EXERCISE DIRECTIONS: Every entry is to be restated exactly; pictures are not part of the copy.
--- START ---
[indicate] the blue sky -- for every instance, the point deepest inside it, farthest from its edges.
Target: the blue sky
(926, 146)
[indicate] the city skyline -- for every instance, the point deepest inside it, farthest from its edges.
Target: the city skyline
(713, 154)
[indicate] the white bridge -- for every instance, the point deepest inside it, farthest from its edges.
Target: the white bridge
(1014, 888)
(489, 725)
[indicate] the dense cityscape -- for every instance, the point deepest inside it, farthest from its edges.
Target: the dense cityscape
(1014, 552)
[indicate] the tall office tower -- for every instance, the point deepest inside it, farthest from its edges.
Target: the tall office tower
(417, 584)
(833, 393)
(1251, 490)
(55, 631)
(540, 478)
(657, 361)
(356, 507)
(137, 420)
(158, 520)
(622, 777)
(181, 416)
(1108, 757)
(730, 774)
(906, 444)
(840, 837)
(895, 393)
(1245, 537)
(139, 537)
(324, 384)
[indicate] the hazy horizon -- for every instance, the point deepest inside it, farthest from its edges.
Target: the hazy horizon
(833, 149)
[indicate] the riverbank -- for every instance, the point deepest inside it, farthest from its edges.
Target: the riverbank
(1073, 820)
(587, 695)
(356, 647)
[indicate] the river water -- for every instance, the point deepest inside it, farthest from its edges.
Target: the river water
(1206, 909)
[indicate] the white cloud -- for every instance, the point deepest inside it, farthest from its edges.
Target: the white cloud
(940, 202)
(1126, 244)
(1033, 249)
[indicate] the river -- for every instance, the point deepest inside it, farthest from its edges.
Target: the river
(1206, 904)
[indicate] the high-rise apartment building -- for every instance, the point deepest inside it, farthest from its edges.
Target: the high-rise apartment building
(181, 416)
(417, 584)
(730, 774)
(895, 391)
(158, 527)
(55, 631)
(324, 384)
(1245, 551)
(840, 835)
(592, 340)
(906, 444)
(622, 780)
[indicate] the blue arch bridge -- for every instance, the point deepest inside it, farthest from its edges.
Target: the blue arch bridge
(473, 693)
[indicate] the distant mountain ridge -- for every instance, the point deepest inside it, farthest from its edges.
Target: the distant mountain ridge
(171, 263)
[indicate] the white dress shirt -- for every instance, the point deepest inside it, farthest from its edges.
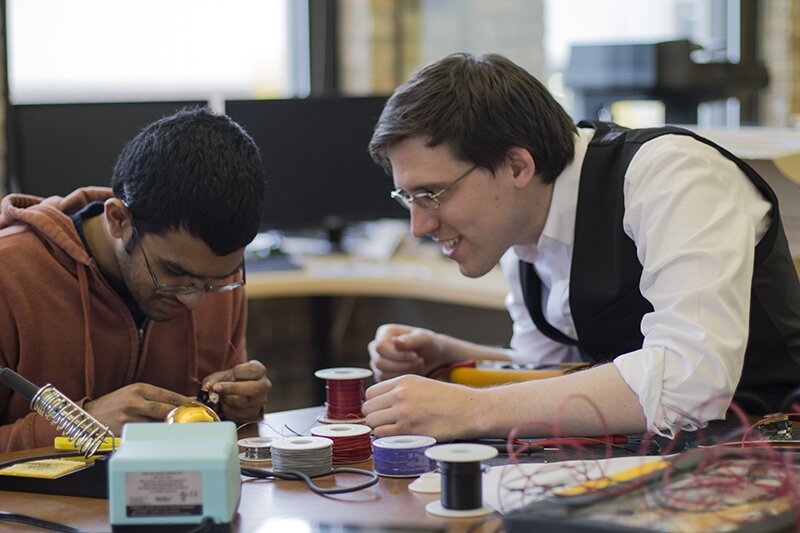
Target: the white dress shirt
(695, 219)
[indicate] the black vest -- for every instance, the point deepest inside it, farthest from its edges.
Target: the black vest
(607, 306)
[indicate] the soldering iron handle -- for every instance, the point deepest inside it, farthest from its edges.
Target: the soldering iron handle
(18, 383)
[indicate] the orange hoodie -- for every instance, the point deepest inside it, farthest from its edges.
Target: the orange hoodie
(62, 323)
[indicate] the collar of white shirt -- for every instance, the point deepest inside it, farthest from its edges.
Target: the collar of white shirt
(560, 223)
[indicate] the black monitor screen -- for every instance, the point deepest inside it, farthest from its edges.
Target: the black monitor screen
(56, 148)
(319, 173)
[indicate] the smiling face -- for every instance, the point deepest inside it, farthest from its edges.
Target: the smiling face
(483, 214)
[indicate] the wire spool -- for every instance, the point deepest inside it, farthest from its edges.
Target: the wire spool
(256, 449)
(310, 455)
(351, 442)
(344, 392)
(462, 479)
(402, 455)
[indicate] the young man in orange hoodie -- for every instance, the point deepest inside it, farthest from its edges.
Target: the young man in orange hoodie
(129, 299)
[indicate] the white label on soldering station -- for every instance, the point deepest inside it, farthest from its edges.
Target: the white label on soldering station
(164, 494)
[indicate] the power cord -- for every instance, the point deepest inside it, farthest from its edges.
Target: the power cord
(295, 475)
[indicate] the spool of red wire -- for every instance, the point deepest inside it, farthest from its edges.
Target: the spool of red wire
(344, 393)
(351, 442)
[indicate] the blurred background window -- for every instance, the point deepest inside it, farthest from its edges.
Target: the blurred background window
(113, 50)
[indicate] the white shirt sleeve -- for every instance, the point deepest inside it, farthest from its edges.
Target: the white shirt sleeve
(695, 219)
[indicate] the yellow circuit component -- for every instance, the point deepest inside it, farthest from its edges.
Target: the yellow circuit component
(43, 468)
(594, 485)
(484, 377)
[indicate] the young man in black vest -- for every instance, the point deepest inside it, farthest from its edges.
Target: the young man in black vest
(654, 254)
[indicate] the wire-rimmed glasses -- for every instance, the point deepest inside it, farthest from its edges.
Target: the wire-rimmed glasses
(426, 200)
(181, 290)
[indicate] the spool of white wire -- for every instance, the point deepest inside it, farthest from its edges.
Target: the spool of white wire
(256, 449)
(312, 456)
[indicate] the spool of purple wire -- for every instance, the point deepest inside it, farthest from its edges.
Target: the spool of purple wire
(402, 455)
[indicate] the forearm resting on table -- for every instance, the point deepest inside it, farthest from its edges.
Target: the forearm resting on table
(592, 402)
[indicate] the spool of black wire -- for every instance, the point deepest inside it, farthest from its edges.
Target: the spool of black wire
(462, 477)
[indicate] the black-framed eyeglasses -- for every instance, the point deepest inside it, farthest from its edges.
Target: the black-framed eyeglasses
(426, 200)
(181, 290)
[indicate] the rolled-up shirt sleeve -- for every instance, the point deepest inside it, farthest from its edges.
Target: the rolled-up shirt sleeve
(695, 219)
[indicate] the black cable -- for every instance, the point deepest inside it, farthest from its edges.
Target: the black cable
(36, 522)
(295, 475)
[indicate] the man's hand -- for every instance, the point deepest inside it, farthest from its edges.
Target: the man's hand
(399, 349)
(413, 405)
(137, 402)
(243, 390)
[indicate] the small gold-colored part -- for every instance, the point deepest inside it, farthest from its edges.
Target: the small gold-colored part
(193, 411)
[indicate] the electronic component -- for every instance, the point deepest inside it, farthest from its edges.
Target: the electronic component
(776, 426)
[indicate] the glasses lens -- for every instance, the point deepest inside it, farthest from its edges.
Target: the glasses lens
(225, 288)
(402, 198)
(178, 290)
(426, 200)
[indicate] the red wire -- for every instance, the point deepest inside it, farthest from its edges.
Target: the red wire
(344, 398)
(351, 449)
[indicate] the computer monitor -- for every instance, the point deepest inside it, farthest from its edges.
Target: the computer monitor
(319, 173)
(56, 148)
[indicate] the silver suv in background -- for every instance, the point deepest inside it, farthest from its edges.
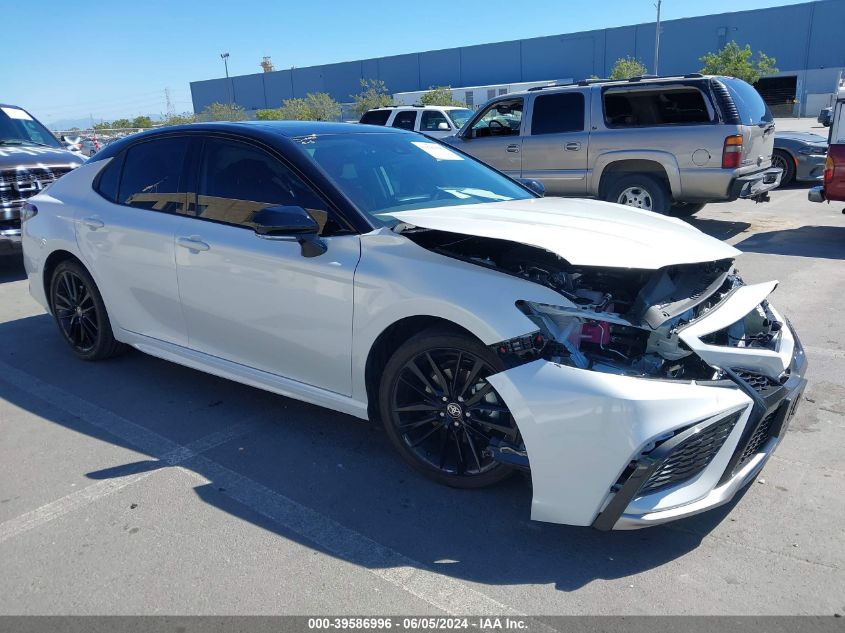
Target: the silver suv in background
--- END ---
WORKED SOLUTION:
[indicate] the blue sky -- for every instance, the point deepest inside it, farthest from its edges.
Target: the blue sky
(926, 146)
[indicate] the city skyline -- for every instance, the point deepest inside it, farthest from its edges.
Target: the city skyline
(713, 154)
[indicate] the white bridge -- for every instance, the point deepest inside it, farthest from its edges.
Target: the white bridge
(1014, 888)
(489, 725)
[indicate] the dense cityscape -- for every instance, the point deepest inside it, farthest from its edges.
Target: the dense cityscape
(1014, 552)
[indicate] the tall office tower -- for every instance, the point deepest inside it, farthest from its edges.
Target: the tall office tower
(417, 584)
(833, 393)
(1251, 490)
(55, 631)
(540, 478)
(657, 361)
(356, 507)
(137, 420)
(158, 520)
(622, 777)
(181, 416)
(1108, 757)
(730, 774)
(906, 444)
(840, 837)
(895, 393)
(1245, 537)
(139, 537)
(324, 384)
[indicate] the hazy horizon -- for every instance, the point deepest inside it, farthest from its edges.
Target: the hazy horizon
(833, 149)
[indicate] the riverbank -- for every instance, the point deepest inside it, farthest from its edges.
Target: the riverbank
(1073, 820)
(587, 695)
(356, 647)
[indicate] the river water -- for every instance, the point deepest inside it, farthest from its edges.
Target: the river water
(1206, 909)
[indicate] the white cloud -- for every instance, the point deepest inside it, farthest from its edges.
Target: the white cloud
(940, 202)
(1126, 244)
(1033, 249)
[indicate] the river -- for every instance, the point deepest inside it, farthest from its edges.
Target: the river
(1206, 904)
[indicate] the high-rise apartment building -- for every instance, the point deepest inside it, farthest from its edges.
Target: the high-rise apartment building
(181, 416)
(417, 584)
(730, 774)
(895, 391)
(158, 527)
(55, 631)
(324, 384)
(1245, 551)
(840, 835)
(592, 340)
(906, 444)
(622, 780)
[indicate] the blue arch bridge -- for every instance, the point deepest inside it, farthest from its edges.
Target: the blue arch bridge
(473, 693)
[indicate] the distant mountain ridge -- for every instance, the point deepest inside it, farthest from its edges.
Target: the distant mountain ridge
(171, 263)
[indicate] the white dress shirt -- for every instance, the point deepest inside it, farthest from its edges.
Target: the white dress shirt
(695, 219)
[indicate] the black vest -- for every instance, the point deepest inside it, farthest from its edges.
Target: the black vest
(607, 306)
[indicate] the soldering iron handle -- for every instance, the point deepest inside it, farthest from its edges.
Target: the soldering iron handle
(18, 383)
[indicate] the orange hoodie -- for every instance, the point deepest inside it, farthest from its edges.
Target: the orange hoodie
(62, 323)
[indicate] the collar of white shirt -- for every instance, the point deepest inside it, farthest from its edges.
Target: the collar of white shirt
(560, 223)
[indicate] the black monitor screen -- for every instance, the point deepest inside it, farthest from its edges.
Target: the black monitor screen
(56, 148)
(319, 173)
[indicate] the smiling face -- for every instance, the point deepest inside it, farthest from its edges.
Target: the smiling face
(483, 214)
[indicate] the wire spool -- for every instance, the point deepest inside it, farthest from its edges.
Target: the wire spool
(256, 449)
(310, 455)
(351, 442)
(344, 392)
(462, 479)
(402, 455)
[indicate] the young man in orange hoodie -- for every instance, the point deepest inside it, farthest from its edges.
Target: the young man in orange hoodie
(129, 299)
[indicate] the white label on soldering station -- for every instance, the point deepest inside it, farthest from its edges.
Target: the white label on soldering station
(164, 494)
[indicate] the power cord -- for every instance, the point deepest inside it, farthest from its edges.
Target: the power cord
(295, 475)
[indicate] the spool of red wire -- for every instance, the point deepest inside it, farthest from its edges.
Target: the spool of red wire
(344, 393)
(351, 442)
[indicate] the blurred background window -- for every instance, the point deepest inside it, farthest from its edges.
Target: the blurred background window
(113, 50)
[indicate] the white shirt sleeve -- for every instance, the point deepest inside it, farthest from its edges.
Target: the white shirt sleeve
(695, 219)
[indicate] the yellow circuit component -- for every instance, the point deepest inside it, farthest from its edges.
Target: the yellow circuit component
(43, 468)
(594, 485)
(484, 377)
[indicate] the young man in black vest -- for every instance, the point deepest inside it, farthest from its edges.
Target: the young man in black vest
(654, 254)
[indicate] the wire-rimmed glasses -- for every instance, the point deepest inside it, farthest from its edges.
Target: the wire-rimmed glasses
(426, 200)
(181, 290)
[indicate] the spool of white wire -- for every instance, the point deepest inside it, farthest from its edges.
Target: the spool of white wire
(256, 449)
(312, 456)
[indicate] the spool of purple wire -- for every instance, the point deepest inside it, farthest from its edges.
Target: the spool of purple wire
(402, 455)
[indicate] the forearm resting on table -- for every instance, the point deepest inside it, farthest from its edges.
Target: the forearm resting on table
(592, 402)
[indicate] the spool of black wire -- for every instance, the point deepest inside it, farthest from its edges.
Target: the spool of black wire
(462, 477)
[indicate] the black-framed eyeglasses -- for every instance, the point deepest inside it, farthest from its edges.
Target: the black-framed eyeglasses
(426, 200)
(181, 290)
[indicate] the rolled-up shirt sleeve -- for every instance, the point deepest inside it, farthest from its edges.
Target: the rolled-up shirt sleeve
(695, 219)
[indicate] the black cable -- for every instance, the point deepest inside it, farthest from its edges.
Target: the black cable
(36, 522)
(295, 475)
[indicate] the man's hand -- for every instance, the point deepest inside it, farthest from its edges.
Target: the man's hand
(399, 349)
(413, 405)
(137, 402)
(243, 390)
[indicate] the small gold-colored part -- for every instance, the point deepest inside it, farthest from its edges.
Target: the small gold-colored part
(193, 411)
[indicate] the electronic component -- for every instance, the point deepest inside it, farthest from its edges.
Target: the electronic component
(776, 426)
[indicate] the glasses lens -- for every instance, the point deepest inside it, farthest from its edges.
Target: the glasses lens
(225, 288)
(402, 198)
(178, 290)
(426, 200)
[indicate] the red wire -- for every instance, the point deepest inside it, farthest from its edges.
Target: the red wire
(344, 398)
(351, 449)
[indicate] the computer monitor -- for every instance, the point deepest inside it, farthest from its edges.
Target: the computer monitor
(319, 173)
(56, 148)
[indicate] the silver suv in background -- for every instance, the point deepest inside it, farthest from its edges.
Target: the silver suv in background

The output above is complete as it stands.